(Beginning of INFORMATION SHOWN)

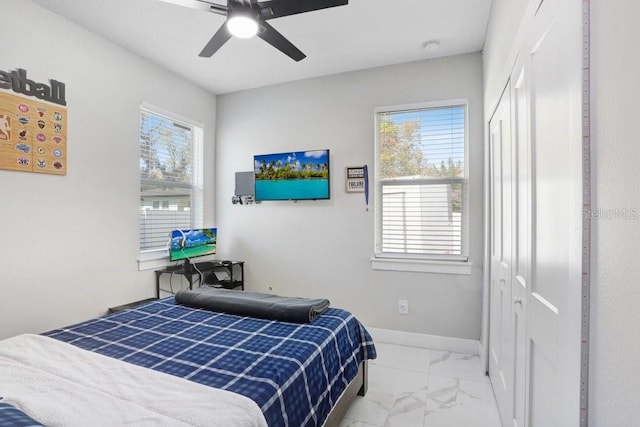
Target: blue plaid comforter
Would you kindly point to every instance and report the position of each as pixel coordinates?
(294, 372)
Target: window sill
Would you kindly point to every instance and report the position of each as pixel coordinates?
(152, 260)
(422, 266)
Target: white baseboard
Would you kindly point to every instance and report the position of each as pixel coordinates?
(434, 342)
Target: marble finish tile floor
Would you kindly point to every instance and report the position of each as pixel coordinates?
(416, 387)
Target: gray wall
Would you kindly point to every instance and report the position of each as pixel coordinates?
(323, 248)
(614, 382)
(70, 244)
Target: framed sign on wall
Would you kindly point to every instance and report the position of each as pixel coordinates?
(355, 178)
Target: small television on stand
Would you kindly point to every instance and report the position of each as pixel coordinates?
(192, 243)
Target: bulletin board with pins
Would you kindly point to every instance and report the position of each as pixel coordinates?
(33, 135)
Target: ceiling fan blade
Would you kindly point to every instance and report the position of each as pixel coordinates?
(278, 8)
(219, 38)
(203, 5)
(277, 40)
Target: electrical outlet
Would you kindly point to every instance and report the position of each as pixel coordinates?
(403, 306)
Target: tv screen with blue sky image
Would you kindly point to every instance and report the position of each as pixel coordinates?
(296, 175)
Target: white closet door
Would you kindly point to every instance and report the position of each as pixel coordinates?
(554, 63)
(500, 333)
(522, 242)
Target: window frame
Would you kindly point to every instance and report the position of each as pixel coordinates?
(159, 256)
(447, 264)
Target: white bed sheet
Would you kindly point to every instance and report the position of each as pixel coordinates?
(59, 384)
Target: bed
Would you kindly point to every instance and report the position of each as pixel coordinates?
(296, 374)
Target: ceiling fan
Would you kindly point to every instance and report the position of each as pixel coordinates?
(246, 18)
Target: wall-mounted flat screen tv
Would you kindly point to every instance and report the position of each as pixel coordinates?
(297, 175)
(187, 244)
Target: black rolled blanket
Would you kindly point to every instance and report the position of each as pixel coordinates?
(253, 304)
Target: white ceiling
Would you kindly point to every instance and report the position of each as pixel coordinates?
(363, 34)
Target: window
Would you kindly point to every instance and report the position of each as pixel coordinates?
(421, 182)
(171, 177)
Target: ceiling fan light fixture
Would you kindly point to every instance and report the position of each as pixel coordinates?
(242, 26)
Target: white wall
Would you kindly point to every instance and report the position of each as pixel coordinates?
(323, 248)
(69, 244)
(614, 384)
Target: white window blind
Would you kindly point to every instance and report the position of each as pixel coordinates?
(171, 177)
(421, 182)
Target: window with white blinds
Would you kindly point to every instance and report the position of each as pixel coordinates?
(171, 177)
(421, 182)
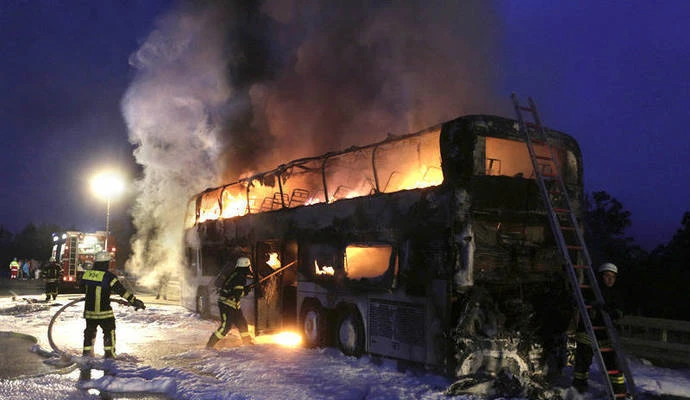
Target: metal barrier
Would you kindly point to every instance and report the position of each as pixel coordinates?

(End of INFORMATION SHOWN)

Once you have checked every line of the material above, return the ones that hold the string "wall".

Target: gray wall
Target: framed sign on wall
Target: wall-mounted flat screen tv
Target: white wall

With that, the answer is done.